### PROBLEM DETAILS
Repeat the listing below exactly. Pictures do not belong in the copy.

##############################

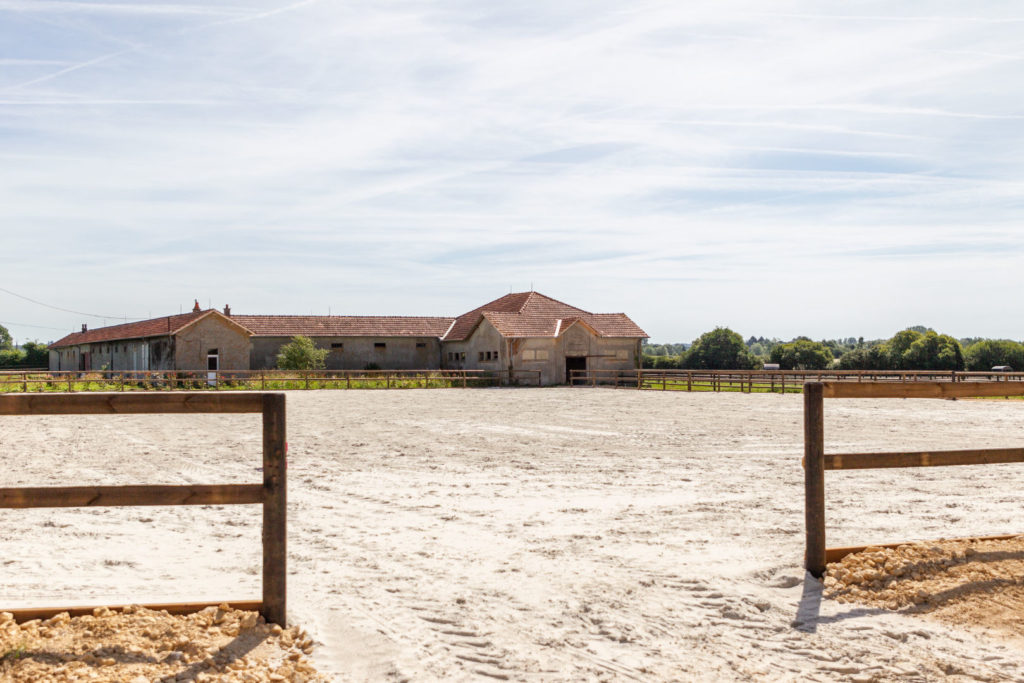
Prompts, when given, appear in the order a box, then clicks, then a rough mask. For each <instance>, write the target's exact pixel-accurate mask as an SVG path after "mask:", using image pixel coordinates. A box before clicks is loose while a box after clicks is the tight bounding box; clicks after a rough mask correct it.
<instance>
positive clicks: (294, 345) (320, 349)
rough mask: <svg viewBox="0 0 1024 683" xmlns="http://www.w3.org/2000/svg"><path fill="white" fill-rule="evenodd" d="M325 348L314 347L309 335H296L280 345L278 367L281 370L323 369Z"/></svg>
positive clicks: (317, 369)
mask: <svg viewBox="0 0 1024 683" xmlns="http://www.w3.org/2000/svg"><path fill="white" fill-rule="evenodd" d="M329 352H330V351H328V349H326V348H316V345H315V344H313V340H312V339H310V338H309V337H303V336H302V335H298V336H295V337H292V341H290V342H288V343H287V344H285V345H284V346H282V347H281V353H279V354H278V368H280V369H281V370H323V369H324V367H325V365H326V360H327V354H328V353H329Z"/></svg>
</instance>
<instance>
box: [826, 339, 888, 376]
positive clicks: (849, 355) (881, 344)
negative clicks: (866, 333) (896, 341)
mask: <svg viewBox="0 0 1024 683" xmlns="http://www.w3.org/2000/svg"><path fill="white" fill-rule="evenodd" d="M836 368H838V369H839V370H888V369H889V356H888V355H887V354H886V351H885V347H884V346H883V345H882V344H871V345H870V346H858V347H857V348H854V349H851V350H849V351H847V352H846V353H844V354H843V355H842V356H840V358H839V360H837V361H836Z"/></svg>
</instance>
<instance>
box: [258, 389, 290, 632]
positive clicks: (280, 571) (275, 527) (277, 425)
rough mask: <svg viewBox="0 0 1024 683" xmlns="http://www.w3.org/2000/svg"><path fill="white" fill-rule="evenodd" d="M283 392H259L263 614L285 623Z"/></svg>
mask: <svg viewBox="0 0 1024 683" xmlns="http://www.w3.org/2000/svg"><path fill="white" fill-rule="evenodd" d="M286 427H287V425H286V419H285V394H283V393H271V394H264V395H263V490H264V494H265V498H264V501H263V610H262V612H263V618H265V620H266V621H267V622H272V623H274V624H279V625H281V626H282V627H284V626H287V624H286V622H287V617H288V614H287V612H288V597H287V596H288V591H287V583H288V478H287V473H288V461H287V460H286V458H287V454H286V438H287V431H286Z"/></svg>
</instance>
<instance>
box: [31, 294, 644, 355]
mask: <svg viewBox="0 0 1024 683" xmlns="http://www.w3.org/2000/svg"><path fill="white" fill-rule="evenodd" d="M205 315H218V316H222V317H224V316H223V315H222V313H221V312H220V311H218V310H215V309H209V310H203V311H199V312H191V313H182V314H180V315H168V316H166V317H155V318H153V319H150V321H139V322H137V323H127V324H125V325H113V326H111V327H106V328H98V329H96V330H88V331H86V332H76V333H73V334H70V335H68V336H67V337H65V338H63V339H60V340H59V341H57V342H55V343H53V344H51V345H50V347H51V348H60V347H63V346H74V345H76V344H91V343H97V342H106V341H114V340H120V339H144V338H146V337H161V336H166V335H172V334H175V333H177V332H178V331H180V330H182V329H183V328H185V327H187V326H188V325H190V324H193V323H195V322H197V321H199V319H200V318H202V317H204V316H205ZM484 317H486V318H487V319H488V321H489V322H490V324H492V325H494V326H495V328H496V329H497V330H498V331H499V332H500V333H501V334H502V335H503V336H505V337H554V336H556V335H558V334H561V332H562V331H564V330H565V329H567V328H568V327H569V326H570V325H571V324H572V323H574V322H575V321H582V322H584V323H586V324H587V325H588V326H589V327H590V328H591V329H593V330H594V331H595V332H596V333H597V334H598V336H601V337H646V336H647V333H645V332H644V331H643V330H641V329H640V328H639V327H637V325H636V324H635V323H634V322H633V321H631V319H630V318H629V317H628V316H627V315H626V313H590V312H588V311H586V310H583V309H581V308H577V307H574V306H570V305H568V304H565V303H562V302H561V301H556V300H555V299H552V298H551V297H547V296H544V295H543V294H538V293H537V292H519V293H516V294H508V295H506V296H503V297H502V298H500V299H495V300H494V301H492V302H490V303H485V304H483V305H482V306H480V307H479V308H476V309H474V310H471V311H469V312H468V313H465V314H463V315H460V316H459V317H457V318H452V317H416V316H399V315H230V316H226V319H229V321H231V322H232V323H234V324H236V325H239V326H241V327H243V328H245V329H246V330H247V331H249V332H250V333H252V334H253V335H255V336H258V337H294V336H295V335H305V336H307V337H437V338H443V339H444V340H445V341H459V340H463V339H466V338H468V337H469V335H470V334H472V332H473V330H474V329H475V328H476V326H477V325H478V324H479V322H480V321H481V319H483V318H484ZM445 333H447V334H445Z"/></svg>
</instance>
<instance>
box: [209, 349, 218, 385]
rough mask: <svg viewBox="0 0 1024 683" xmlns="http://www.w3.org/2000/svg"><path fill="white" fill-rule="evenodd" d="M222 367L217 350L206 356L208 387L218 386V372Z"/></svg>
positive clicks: (212, 351) (211, 351)
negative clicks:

##############################

### SOLUTION FOR THIS EXERCISE
Prompts, when given, appear in the order a box, then clicks, then a rough mask. For each <instance>, write the target's exact pixel-accurate mask as an SVG path after "mask:", using image pixel coordinates. A box before clicks is loose while a box after clicks is the tight bounding box; clicks after a rough mask correct it.
<instance>
positive clicks: (294, 345) (320, 349)
rough mask: <svg viewBox="0 0 1024 683" xmlns="http://www.w3.org/2000/svg"><path fill="white" fill-rule="evenodd" d="M325 348L314 347L309 335H296L280 345L278 367L281 370L323 369Z"/></svg>
positive clicks: (317, 369)
mask: <svg viewBox="0 0 1024 683" xmlns="http://www.w3.org/2000/svg"><path fill="white" fill-rule="evenodd" d="M329 352H330V351H328V349H326V348H316V345H315V344H313V340H312V339H310V338H309V337H303V336H302V335H298V336H295V337H292V341H290V342H288V343H287V344H285V345H284V346H282V347H281V353H279V354H278V368H280V369H281V370H323V369H324V367H325V365H326V360H327V354H328V353H329Z"/></svg>
</instance>
<instance>
box: [826, 339, 888, 376]
positive clicks: (849, 355) (881, 344)
negative clicks: (866, 333) (896, 341)
mask: <svg viewBox="0 0 1024 683" xmlns="http://www.w3.org/2000/svg"><path fill="white" fill-rule="evenodd" d="M836 368H838V369H839V370H888V369H889V356H888V355H887V354H886V351H885V347H884V346H883V345H882V344H871V345H870V346H858V347H857V348H854V349H851V350H849V351H847V352H846V353H844V354H843V355H842V356H840V358H839V360H837V361H836Z"/></svg>
</instance>
<instance>
box: [258, 389, 290, 632]
positive clicks: (280, 571) (275, 527) (277, 425)
rough mask: <svg viewBox="0 0 1024 683" xmlns="http://www.w3.org/2000/svg"><path fill="white" fill-rule="evenodd" d="M283 392H259L263 614L285 623Z"/></svg>
mask: <svg viewBox="0 0 1024 683" xmlns="http://www.w3.org/2000/svg"><path fill="white" fill-rule="evenodd" d="M286 427H287V425H286V419H285V394H283V393H271V394H264V395H263V490H264V494H265V498H264V501H263V610H262V612H263V618H265V620H266V621H267V622H272V623H274V624H279V625H281V626H282V627H284V626H287V624H286V622H287V617H288V614H287V612H288V597H287V596H288V591H287V583H288V478H287V473H288V461H287V460H286V458H287V454H286V438H287V431H286Z"/></svg>
</instance>
<instance>
box: [31, 294, 644, 355]
mask: <svg viewBox="0 0 1024 683" xmlns="http://www.w3.org/2000/svg"><path fill="white" fill-rule="evenodd" d="M205 315H218V316H222V317H224V316H223V315H222V313H221V312H220V311H218V310H215V309H209V310H203V311H199V312H191V313H182V314H180V315H168V316H166V317H155V318H153V319H150V321H139V322H137V323H127V324H125V325H113V326H111V327H106V328H98V329H96V330H88V331H86V332H76V333H73V334H70V335H68V336H67V337H65V338H63V339H60V340H59V341H57V342H55V343H53V344H51V345H50V347H51V348H60V347H63V346H74V345H76V344H91V343H97V342H106V341H114V340H120V339H144V338H146V337H161V336H166V335H172V334H175V333H177V332H178V331H180V330H182V329H183V328H185V327H187V326H188V325H190V324H193V323H195V322H197V321H199V319H200V318H202V317H204V316H205ZM484 317H486V318H487V319H488V321H489V322H490V324H492V325H494V326H495V328H496V329H497V330H498V331H499V332H500V333H501V334H502V335H503V336H505V337H554V336H556V335H558V334H561V332H562V331H564V330H565V329H567V328H568V327H569V326H570V325H571V324H572V323H574V322H575V321H582V322H584V323H586V324H587V325H588V326H589V327H590V328H591V329H593V330H594V331H595V332H596V333H597V334H598V336H601V337H646V336H647V333H645V332H644V331H643V330H641V329H640V328H639V327H637V325H636V324H635V323H634V322H633V321H631V319H630V318H629V317H628V316H627V315H626V313H590V312H588V311H586V310H583V309H581V308H577V307H574V306H570V305H568V304H565V303H562V302H561V301H556V300H555V299H552V298H551V297H547V296H544V295H543V294H538V293H537V292H519V293H516V294H508V295H506V296H503V297H502V298H500V299H495V300H494V301H492V302H490V303H485V304H483V305H482V306H480V307H479V308H476V309H474V310H471V311H469V312H468V313H465V314H463V315H460V316H459V317H457V318H452V317H416V316H399V315H230V316H226V319H229V321H231V322H232V323H234V324H236V325H239V326H241V327H243V328H245V329H246V330H247V331H249V332H250V333H252V334H253V335H255V336H258V337H294V336H295V335H305V336H307V337H437V338H443V339H444V340H445V341H459V340H463V339H466V338H468V337H469V335H470V334H472V332H473V330H474V329H475V328H476V326H477V325H478V324H479V322H480V321H481V319H483V318H484ZM445 333H447V334H445Z"/></svg>
</instance>
<instance>
box: [209, 349, 218, 385]
rough mask: <svg viewBox="0 0 1024 683" xmlns="http://www.w3.org/2000/svg"><path fill="white" fill-rule="evenodd" d="M222 367L217 350L206 356L208 387L218 386V372Z"/></svg>
positive clicks: (212, 351) (211, 351)
negative clicks:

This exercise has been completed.